(Raw records)

::::::::::

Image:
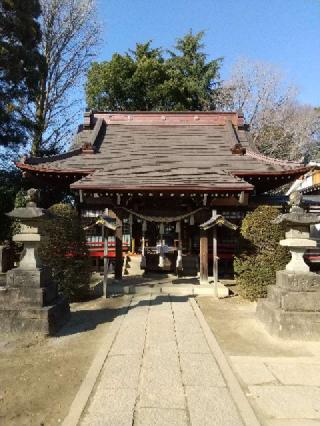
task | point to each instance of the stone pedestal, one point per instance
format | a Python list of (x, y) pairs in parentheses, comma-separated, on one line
[(292, 308), (29, 302)]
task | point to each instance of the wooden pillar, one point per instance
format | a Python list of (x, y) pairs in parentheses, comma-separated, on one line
[(105, 259), (119, 260), (215, 261), (203, 257)]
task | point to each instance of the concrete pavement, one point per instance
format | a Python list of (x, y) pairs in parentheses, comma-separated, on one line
[(162, 368)]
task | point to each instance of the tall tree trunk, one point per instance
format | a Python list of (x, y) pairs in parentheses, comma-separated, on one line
[(40, 120)]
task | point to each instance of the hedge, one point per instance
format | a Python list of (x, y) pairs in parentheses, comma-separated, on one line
[(63, 249), (255, 268)]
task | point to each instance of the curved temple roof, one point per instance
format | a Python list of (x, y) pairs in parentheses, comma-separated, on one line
[(200, 151)]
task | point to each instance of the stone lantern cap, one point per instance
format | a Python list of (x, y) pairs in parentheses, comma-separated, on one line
[(297, 215)]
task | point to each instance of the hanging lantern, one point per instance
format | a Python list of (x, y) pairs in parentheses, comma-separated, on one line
[(144, 226)]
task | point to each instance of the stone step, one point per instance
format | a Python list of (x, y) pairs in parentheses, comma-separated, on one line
[(173, 289), (44, 320), (26, 296), (287, 324)]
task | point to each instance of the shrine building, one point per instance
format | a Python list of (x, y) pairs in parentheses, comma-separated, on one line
[(171, 180)]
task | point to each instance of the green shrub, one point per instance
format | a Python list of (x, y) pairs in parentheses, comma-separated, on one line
[(255, 268), (63, 249)]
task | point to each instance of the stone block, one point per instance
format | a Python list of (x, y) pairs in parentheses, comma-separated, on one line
[(26, 296), (275, 294), (289, 324), (285, 402), (298, 281), (28, 278), (43, 320), (301, 301)]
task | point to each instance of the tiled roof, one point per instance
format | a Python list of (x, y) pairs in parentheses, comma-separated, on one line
[(190, 153)]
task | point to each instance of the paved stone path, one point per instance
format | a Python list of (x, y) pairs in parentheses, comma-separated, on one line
[(161, 371)]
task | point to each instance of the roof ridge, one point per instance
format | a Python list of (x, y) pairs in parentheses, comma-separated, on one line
[(51, 158), (272, 160)]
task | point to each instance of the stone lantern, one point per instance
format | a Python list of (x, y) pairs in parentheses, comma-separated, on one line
[(292, 307), (29, 302)]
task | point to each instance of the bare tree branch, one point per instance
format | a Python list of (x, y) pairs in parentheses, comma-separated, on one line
[(70, 33)]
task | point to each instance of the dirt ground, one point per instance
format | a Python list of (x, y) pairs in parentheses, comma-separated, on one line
[(39, 377)]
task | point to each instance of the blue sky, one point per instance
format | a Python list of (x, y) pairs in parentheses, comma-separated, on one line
[(283, 32)]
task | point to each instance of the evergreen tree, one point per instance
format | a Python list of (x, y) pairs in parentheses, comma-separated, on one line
[(21, 66), (147, 79)]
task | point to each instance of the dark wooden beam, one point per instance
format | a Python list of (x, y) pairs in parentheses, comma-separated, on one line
[(203, 257), (119, 260)]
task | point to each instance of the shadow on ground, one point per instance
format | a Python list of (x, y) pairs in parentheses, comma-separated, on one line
[(103, 311)]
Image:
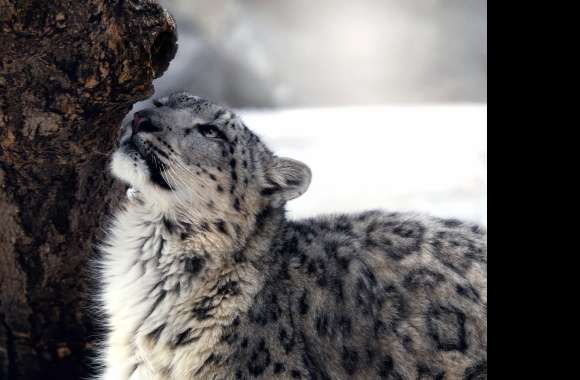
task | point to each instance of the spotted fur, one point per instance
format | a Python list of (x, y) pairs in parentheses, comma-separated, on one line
[(203, 277)]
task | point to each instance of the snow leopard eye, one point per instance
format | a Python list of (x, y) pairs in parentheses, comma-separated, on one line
[(211, 131)]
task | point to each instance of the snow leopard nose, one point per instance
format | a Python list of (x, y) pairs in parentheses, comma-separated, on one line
[(142, 123)]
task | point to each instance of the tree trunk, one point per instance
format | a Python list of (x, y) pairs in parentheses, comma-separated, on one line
[(69, 72)]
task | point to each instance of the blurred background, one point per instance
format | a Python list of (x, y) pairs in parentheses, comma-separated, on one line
[(385, 100)]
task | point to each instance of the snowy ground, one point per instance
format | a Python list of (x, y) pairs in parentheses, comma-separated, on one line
[(422, 158)]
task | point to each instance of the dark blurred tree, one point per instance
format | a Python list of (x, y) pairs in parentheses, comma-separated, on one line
[(69, 72)]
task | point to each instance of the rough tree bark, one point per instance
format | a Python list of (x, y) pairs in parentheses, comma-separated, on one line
[(69, 72)]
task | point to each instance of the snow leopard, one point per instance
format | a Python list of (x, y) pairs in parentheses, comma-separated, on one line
[(203, 276)]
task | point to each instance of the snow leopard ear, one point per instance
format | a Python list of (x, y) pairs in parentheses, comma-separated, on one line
[(286, 179)]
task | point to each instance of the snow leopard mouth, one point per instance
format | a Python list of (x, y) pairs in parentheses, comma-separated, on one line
[(153, 162)]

::::::::::

Copy out the material above word for word, from start to finish, but leave the pictures out.

Image:
task | point to each instance of the stone pedestal, one point per instance
format | a Python list of (x, y) pairs in parentheses, comma-separated, on one line
[(292, 308), (29, 302)]
task | point to each instance of the wooden pillar, one point per instance
format | a Python list of (x, y) pairs in parentheses, comma-separated, on one line
[(105, 259), (119, 260), (215, 261), (203, 257)]
task | point to each instance of the concrete pavement, one point per instance
format | a Python list of (x, y) pairs in parentheses, comma-separated, on one line
[(162, 368)]
task | point to each instance of the tall tree trunk, one point per instance
format | a Python list of (x, y) pairs in parentheses, comma-separated, on one line
[(40, 120)]
task | point to each instance of the hedge, one point per instance
format | a Python list of (x, y) pairs in parentheses, comma-separated, on one line
[(63, 249), (255, 268)]
task | point to each instance of the curved temple roof, one point per instance
format | a Python list of (x, y) pairs in parentheses, comma-separated, on one line
[(200, 151)]
task | point to each instance of the stone lantern cap, one point per instance
format | a Python list of (x, y) pairs in parentheses, comma-separated, on one line
[(297, 215)]
task | point to each instance of the hanging lantern, one point per instance
format | a Python list of (x, y) pairs in parentheses, comma-separated, on one line
[(144, 226)]
task | point to each instance of the stone step, one point per instance
format | a Python list of (x, y) pairs in parentheses, comma-separated, on one line
[(173, 289), (44, 320), (26, 296), (287, 324)]
task | point to each instance of the shrine building, one point per instance
format | a Python list of (x, y) pairs in parentheses, comma-separated, on one line
[(171, 180)]
task | point to each instance of the green shrub, one point per instance
format | a Python list of (x, y) pairs in parentheses, comma-separated, on one line
[(255, 268), (63, 249)]
task | point to each instance of the stone block, one point per instance
format | a Python list of (x, y) pairs in parentheses, comma-separated, on one line
[(26, 296), (275, 294), (289, 324), (285, 402), (298, 281), (28, 278), (43, 320), (301, 301)]
task | point to each instance of the tiled roof, one point per instance
format | a Python list of (x, y) pairs in parentheses, comma-separated, on one line
[(190, 153)]
task | point to each instance of the paved stone path, one point per instance
format | a Python list of (x, y) pairs in parentheses, comma-separated, on one line
[(161, 371)]
task | point to each instance of the roof ridge, one point per instance
format | a Python list of (x, y) pairs in parentheses, comma-separated, on one line
[(51, 158), (272, 160)]
task | point to each instance of the stone lantern, one point per instance
format | a Python list of (x, y) pairs in parentheses, comma-separated, on one line
[(292, 307), (29, 302)]
task | point to each instance of the bare tree branch, one point per instance
format | a Python list of (x, y) pairs in parentheses, comma-separated, on one line
[(70, 33)]
task | point to each instance of the dirt ground, one point per instance
format | a Python list of (x, y) pairs in parentheses, comma-separated, on one line
[(39, 377)]
task | point to each instance of the blue sky, one point per instance
format | a Python list of (x, y) pairs in parentheses, comma-separated, on one line
[(283, 32)]
task | point to each instance of the evergreen tree, one point per instance
format | a Python list of (x, y) pairs in parentheses, comma-separated, on one line
[(21, 66), (147, 79)]
task | point to each instance of the dark wooden beam, one point per instance
format | a Python list of (x, y) pairs in parentheses, comma-separated, on one line
[(203, 257), (119, 260)]
task | point to each instance of the shadow on ground, one point per instance
format | a Python list of (x, y) pairs in parentheses, comma-separated, on one line
[(103, 311)]
Image:
task | point to each instance of the spotted fur, one point per instance
format | a Python list of (x, y) pairs in parentheses, comma-separated, on one line
[(203, 277)]
task | point to each instance of the snow leopard eye, one point per instance
format | a Python list of (x, y) pairs in parentheses, comma-separated, on one line
[(211, 131)]
task | point to each instance of the snow leopard nose, one point per instance
format | a Python list of (x, y) pairs in parentheses, comma-separated, on one line
[(142, 123)]
task | point to each instance of the tree trunk, one point per instance
format | a Python list of (x, y) pairs in parentheses, comma-separated, on one line
[(69, 72)]
task | point to each instance of the blurred background, one point per instance
format | a Python list of (x, y) pairs in parentheses, comma-separated, on one line
[(385, 100)]
task | point to each instance of the snowy ground, one point per instance
format | a Python list of (x, y) pairs in parentheses, comma-separated, on one line
[(422, 158)]
task | point to each instance of the dark blurred tree, one point per instance
format | a Python list of (x, y) pairs in parentheses, comma-separated, on one line
[(69, 72)]
task | point to each instance of the rough tree bark, one point per instance
format | a Python list of (x, y) pairs in parentheses, comma-separated, on one line
[(69, 72)]
task | point to each instance of the snow leopard, one point per instance
format | a Python list of (x, y) pairs in parentheses, comma-separated, on one line
[(203, 276)]
task | point to each instance of the snow leopard ear, one point per instance
format | a Python list of (x, y) pairs in parentheses, comma-separated, on one line
[(286, 179)]
task | point to each instance of the snow leopard mouth, one point per instance
format | a Python list of (x, y) pairs in parentheses, comma-separated, on one line
[(153, 162)]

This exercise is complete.